- Objective
Could you print, word for word, the stretch of the Emiquon restoration text from "For example, as" through "trees and shrubs."?

Both photos: Thompson Lake. Former farmland adjacent to the lake was returned to its natural floodplain habitat and aquatic vegetation was re-established.
To begin with, TNC purchased all 7,100 acres of Emiquon. “We enrolled it in the Wetlands Reserve Program, a federal program that pays landowners to convert farmland back to natural habitat1. Our partner in this has been the [USDA’s] Natural Resources Conservation Service, which purchased an easement on most of the acres and helped us with the financing,” Lemke says.
Next comes the science part. 2006 was the last year that crops were planted in Emiquon. TNC set up three monitoring stations within the preserve to assess water quality and gather baseline data. The data help TNC monitor its Key Ecological Attributes (KEAs) and help measure the conservation progress.
“KEAs are objectives or targets within our restoration plan,” explains Lemke. “They include specific items such as underwater irradiance, water depth, hydrology, and fish reproduction. What this means is, as we try to reintroduce aspects of the original habitat, like submersed and moist-soil vegetation, fish, and shorebirds, we are measuring the water quality for key indicators that can tell us if the water will support and promote the growth of these elements.”
Monitoring stations are equipped with water quality instruments from YSI. The project utilized 6600 sondes (EXO sondes would also be ideal) at the stations to measure water depth, temperature, dissolved oxygen, pH, and turbidity. Additionally, a YSI MET suite measures wind speed and direction, solar radiation, and rainfall and a Data Acquisition System telemeters all these data, in real-time, back to the researchers and scientists working on this project.
For example, as pumping ceases and water levels rise across the formerly drained farmland, the monitoring stations provide data on water depth. Maintaining a specific depth allows TNC to reintroduce certain species of vegetation that once thrived in this floodplain. As the area returns to a natural state we will see the emergence of new swaths of tallgrass prairie, wet prairie, bottomland forests, and upland trees and shrubs.

- Data records
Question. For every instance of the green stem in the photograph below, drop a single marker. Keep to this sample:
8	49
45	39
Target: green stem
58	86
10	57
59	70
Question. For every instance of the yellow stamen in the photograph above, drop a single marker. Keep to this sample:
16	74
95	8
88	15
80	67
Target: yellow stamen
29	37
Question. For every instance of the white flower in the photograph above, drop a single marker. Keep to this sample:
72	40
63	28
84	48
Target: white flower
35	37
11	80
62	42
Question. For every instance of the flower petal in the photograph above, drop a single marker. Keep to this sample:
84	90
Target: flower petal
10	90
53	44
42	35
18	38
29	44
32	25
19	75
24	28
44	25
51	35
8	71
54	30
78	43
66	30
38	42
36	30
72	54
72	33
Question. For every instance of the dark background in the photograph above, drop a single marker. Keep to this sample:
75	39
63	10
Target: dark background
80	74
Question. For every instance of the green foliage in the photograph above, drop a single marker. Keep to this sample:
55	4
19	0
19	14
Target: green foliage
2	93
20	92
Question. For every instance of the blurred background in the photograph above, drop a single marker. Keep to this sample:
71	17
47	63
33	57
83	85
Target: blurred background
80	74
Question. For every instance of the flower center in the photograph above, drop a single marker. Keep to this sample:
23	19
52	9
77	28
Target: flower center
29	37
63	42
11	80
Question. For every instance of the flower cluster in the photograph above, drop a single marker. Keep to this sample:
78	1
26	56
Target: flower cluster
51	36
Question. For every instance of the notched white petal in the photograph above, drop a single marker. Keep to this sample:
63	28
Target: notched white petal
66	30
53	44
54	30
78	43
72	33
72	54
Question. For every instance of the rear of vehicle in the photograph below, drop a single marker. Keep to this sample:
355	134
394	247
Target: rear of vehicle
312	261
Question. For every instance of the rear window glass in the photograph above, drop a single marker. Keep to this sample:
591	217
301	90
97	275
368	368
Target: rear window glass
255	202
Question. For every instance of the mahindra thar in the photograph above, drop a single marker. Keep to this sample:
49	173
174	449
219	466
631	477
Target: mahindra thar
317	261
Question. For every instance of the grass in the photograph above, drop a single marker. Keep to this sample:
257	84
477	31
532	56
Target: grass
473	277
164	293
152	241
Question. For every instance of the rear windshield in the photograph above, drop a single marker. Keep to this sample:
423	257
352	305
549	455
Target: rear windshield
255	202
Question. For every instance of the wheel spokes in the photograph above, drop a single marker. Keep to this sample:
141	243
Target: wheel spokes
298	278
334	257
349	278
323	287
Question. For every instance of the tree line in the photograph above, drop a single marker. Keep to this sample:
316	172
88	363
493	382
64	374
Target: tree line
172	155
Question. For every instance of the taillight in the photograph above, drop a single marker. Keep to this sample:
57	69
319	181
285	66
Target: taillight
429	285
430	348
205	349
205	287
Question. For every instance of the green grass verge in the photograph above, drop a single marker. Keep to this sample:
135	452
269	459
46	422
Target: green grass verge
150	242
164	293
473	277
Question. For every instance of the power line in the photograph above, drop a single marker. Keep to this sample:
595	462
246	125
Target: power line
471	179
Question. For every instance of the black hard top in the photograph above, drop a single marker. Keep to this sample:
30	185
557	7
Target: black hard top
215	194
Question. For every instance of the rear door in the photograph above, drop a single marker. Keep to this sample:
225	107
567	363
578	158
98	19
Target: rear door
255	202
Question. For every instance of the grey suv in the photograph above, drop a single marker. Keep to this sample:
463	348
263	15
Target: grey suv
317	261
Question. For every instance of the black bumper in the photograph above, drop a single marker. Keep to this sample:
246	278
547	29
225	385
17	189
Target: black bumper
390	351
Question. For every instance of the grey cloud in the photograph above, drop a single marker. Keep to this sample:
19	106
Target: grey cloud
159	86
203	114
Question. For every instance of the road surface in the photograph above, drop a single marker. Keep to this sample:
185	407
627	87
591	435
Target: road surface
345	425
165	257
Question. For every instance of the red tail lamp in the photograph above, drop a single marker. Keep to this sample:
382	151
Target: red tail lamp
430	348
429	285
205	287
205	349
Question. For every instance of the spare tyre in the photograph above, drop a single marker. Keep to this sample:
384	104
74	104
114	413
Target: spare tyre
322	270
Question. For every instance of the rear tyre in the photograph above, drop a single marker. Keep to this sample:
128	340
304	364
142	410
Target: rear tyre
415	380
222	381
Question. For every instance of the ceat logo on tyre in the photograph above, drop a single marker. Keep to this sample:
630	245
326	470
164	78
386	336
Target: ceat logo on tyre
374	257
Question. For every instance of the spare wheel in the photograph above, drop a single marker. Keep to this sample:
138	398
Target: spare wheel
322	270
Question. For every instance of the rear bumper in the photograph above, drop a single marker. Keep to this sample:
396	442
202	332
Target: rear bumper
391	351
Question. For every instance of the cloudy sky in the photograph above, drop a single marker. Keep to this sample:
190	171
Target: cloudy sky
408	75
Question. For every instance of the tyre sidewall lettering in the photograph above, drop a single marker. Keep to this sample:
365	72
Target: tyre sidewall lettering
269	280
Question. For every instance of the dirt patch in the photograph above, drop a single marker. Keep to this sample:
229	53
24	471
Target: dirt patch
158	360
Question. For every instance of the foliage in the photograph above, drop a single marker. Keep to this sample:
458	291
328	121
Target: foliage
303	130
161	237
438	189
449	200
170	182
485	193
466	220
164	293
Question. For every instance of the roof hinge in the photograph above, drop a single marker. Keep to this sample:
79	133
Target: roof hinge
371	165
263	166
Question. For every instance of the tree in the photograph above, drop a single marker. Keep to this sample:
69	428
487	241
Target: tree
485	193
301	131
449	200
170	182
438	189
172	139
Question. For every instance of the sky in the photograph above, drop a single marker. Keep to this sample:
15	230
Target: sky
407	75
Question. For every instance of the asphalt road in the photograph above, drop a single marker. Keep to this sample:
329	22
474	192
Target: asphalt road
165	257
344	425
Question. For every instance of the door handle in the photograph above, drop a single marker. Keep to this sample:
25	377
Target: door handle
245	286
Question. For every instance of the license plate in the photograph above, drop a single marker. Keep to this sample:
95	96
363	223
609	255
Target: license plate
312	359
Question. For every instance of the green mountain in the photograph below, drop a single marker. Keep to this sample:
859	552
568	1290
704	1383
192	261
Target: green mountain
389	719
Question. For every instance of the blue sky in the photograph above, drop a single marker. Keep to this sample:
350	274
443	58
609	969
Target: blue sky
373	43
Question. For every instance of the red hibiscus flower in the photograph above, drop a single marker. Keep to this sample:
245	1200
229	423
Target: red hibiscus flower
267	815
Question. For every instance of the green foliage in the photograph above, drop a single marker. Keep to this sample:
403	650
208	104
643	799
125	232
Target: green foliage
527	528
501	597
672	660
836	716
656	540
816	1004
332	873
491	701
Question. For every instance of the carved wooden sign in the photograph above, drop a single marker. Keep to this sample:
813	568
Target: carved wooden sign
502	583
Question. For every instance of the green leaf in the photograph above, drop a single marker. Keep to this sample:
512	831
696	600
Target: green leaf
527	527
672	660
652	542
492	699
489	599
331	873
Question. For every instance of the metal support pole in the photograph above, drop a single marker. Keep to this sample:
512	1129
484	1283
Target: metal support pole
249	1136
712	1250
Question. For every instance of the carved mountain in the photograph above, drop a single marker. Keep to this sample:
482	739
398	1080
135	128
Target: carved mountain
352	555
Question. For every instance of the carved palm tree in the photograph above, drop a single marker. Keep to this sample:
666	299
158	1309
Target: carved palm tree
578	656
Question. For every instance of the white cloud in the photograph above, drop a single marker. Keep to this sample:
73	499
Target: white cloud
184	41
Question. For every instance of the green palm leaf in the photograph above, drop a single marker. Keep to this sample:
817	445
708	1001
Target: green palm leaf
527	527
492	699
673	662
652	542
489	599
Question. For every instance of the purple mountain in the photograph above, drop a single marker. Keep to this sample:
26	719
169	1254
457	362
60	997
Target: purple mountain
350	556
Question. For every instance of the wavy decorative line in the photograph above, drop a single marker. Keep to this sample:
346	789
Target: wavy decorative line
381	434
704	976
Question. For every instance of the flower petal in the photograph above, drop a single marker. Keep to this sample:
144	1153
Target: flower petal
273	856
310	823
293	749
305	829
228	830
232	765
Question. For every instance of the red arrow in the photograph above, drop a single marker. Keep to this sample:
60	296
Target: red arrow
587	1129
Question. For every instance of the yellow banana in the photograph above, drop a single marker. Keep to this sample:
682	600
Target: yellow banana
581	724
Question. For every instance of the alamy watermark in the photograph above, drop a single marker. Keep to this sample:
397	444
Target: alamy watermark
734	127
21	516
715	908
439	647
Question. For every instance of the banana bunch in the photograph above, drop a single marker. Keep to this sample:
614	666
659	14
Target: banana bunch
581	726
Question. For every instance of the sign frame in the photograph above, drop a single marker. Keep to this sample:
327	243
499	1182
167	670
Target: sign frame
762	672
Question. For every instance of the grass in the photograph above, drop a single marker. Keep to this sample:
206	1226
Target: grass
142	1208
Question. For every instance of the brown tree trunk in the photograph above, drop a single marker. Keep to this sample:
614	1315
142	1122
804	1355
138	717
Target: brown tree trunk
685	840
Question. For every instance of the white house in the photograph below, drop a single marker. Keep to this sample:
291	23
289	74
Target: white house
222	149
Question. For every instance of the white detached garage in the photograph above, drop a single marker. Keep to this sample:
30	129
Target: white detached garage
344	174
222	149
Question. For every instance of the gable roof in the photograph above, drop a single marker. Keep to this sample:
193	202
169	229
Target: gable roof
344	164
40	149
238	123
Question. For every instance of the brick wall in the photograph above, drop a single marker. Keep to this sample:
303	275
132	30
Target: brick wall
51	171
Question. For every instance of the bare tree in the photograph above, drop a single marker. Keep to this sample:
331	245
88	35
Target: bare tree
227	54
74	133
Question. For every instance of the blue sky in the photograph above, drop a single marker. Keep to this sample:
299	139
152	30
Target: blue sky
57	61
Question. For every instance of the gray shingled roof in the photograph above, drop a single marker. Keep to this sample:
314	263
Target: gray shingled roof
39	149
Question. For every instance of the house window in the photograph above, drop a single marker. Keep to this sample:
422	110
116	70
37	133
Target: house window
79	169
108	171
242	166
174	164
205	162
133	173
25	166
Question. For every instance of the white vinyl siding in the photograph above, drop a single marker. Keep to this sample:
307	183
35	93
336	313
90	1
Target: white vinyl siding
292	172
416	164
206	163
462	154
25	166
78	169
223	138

- Reply
For example, as pumping ceases and water levels rise across the formerly drained farmland, the monitoring stations provide data on water depth. Maintaining a specific depth allows TNC to reintroduce certain species of vegetation that once thrived in this floodplain. As the area returns to a natural state we will see the emergence of new swaths of tallgrass prairie, wet prairie, bottomland forests, and upland trees and shrubs.